Study text: Begin
How leadership teams can use EOS to define their ideal customer and communicate a stronger brand promise.

When I work with leadership teams to implement EOS, my goal is to help them achieve what they want.

This is not always an easy task—and certainly one that requires work on two ends:

  1. What do we actually want?
  2. How do we get there?

Sometimes, ambition is greater than the organization’s capacity to achieve it. This may be due to limited financial resources, but more often it relates to gaps in knowledge, skills, or willingness. Fortunately, success usually depends on one essential factor: channeling the company’s human energy in the right direction.

One topic I regularly work on with leadership teams is a simple but powerful question: What is our marketing strategy?

This often comes as a surprise. In many cases, even the CMO responds with:
“Why are we discussing this here? Isn’t that the marketing team’s responsibility?”

But the reality is different.

Marketing strategy is not a departmental task.
It is a leadership responsibility.

 

What exactly is marketing strategy?

I recently asked ChatGPT for its shortest definition of marketing strategy. The answer was:
A clear plan for how a company reaches its target audience and motivates them to buy.

For me, strategy and plan are two different things. We could certainly debate whether this definition is accurate. However, I think we can all agree on one thing: every company needs a plan like this.

Such a plan should include practical details—sales channels, the frequency of social media activities, blog posts, trade fairs, and more. In other words, a plan answers the questions: who does what, when, and how often.

Why should we discuss this in detail at the leadership team level?
Frankly, I don’t want to.

But before we can create a plan that truly fits the company, we first need to answer two fundamental questions. These questions form the foundation of any effective plan:

  1. Who is our ideal client?
  2. What do we promise them?

That, for me, is strategy.

And strategy belongs in the leadership team.

Let’s take a closer look at these two questions.

1. Defining the ideal customer

Defining the ideal customer sounds easy, right?

Some customers are a perfect fit. Others make you wonder why you ever started working with them in the first place. So how do you clearly describe your ideal customer?

I suggest starting with three simple questions:

  1. Where

This describes the geographic location of your ideal customer. It may be global, limited to Europe, Switzerland, Zurich —or, if you’re a baker, perhaps within a five-minute walk of your shop.

  1. Who

Here, it’s important to distinguish between B2B (selling to companies) and B2C (selling to private individuals).

  • For B2C: age, gender, marital status, income, lifestyle, and interests
  • For B2B: industry, company size, organizational structure, decision-makers, and growth stage
  1. How

This is about mindset and motivation. What makes this person or company “tick”? What attitudes, expectations, and behaviors make them an ideal fit for you?

For example, an adventure travel company might describe its ideal customer like this:
Seeks adventure, is physically active, dislikes routine, and prefers excitement over comfort or luxury.

When you can clearly answer these three questions—where, who, and how—you move from vague assumptions to a concrete picture of the customer you truly want to serve.

When you bring these three dimensions together, you can create a clear, simple sentence that describes your ideal customer. For example, mine looks like this:

A company with 20 to 250 employees, based in Zurich or Barcelona, growth-oriented, respectful, open to new ideas, and willing to accept support.

Defining this “where, who, and how” is a leadership responsibility—not something that belongs only to sales and marketing.

In sales, almost every customer can seem like a good customer. But once a customer is on board, they must be served—ideally to their complete satisfaction. When there is no clear definition of who you want to serve, this quickly becomes difficult and often leads to frustration within the team.
Study text: End
Provided records: Begin
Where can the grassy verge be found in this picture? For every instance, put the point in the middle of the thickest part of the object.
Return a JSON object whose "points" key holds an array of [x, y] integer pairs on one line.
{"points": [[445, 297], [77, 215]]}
Provided records: End
Provided records: Begin
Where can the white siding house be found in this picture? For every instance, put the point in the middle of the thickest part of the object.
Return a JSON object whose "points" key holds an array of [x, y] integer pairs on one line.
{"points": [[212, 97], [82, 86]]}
Provided records: End
Task instructions –
1. In the marketing strategy text, how big is the company the writer describes as an ideal customer?
2. Carry the marketing strategy text forward from its last sentence.
The records have no part in any of this.

Answers per task –
1. It has 20 to 250 employees.

2.
We often say, “The customer is king.”

The problem is: it becomes very hard when everyone is king.

That’s why it’s better to be clear about who is allowed to be king.

And to make things a little more complex:

Sometimes, a company doesn’t have just one ideal customer, but two—or occasionally even three. Hopefully not four or more, because each additional customer type increases complexity in execution.

Here are a few examples:

  • A real estate agent serves two ideal customers: buyers and sellers.
  • A food producer serves the end consumer, who buys the product in the supermarket, and the supermarket itself.
  • A restaurant, on the other hand, usually has just one ideal customer: the guest.

In these cases, it’s important to create a clear ideal customer profile for each customer type.

Later, we’ll look at how to actively use these profiles—so they don’t just sit in a drawer and gather dust.

 

The Promise to the Customer: USP

USP stands for Unique Selling Proposition.

Here, too, the leadership team needs to be fully aligned. If an over-motivated sales team promises every customer the moon, customer satisfaction will quickly decline—or company profits will suffer when all special requests have to be fulfilled at any cost.

As a leadership team, we therefore need to agree on one key question:

What can we realistically promise our potential customers—and reliably deliver?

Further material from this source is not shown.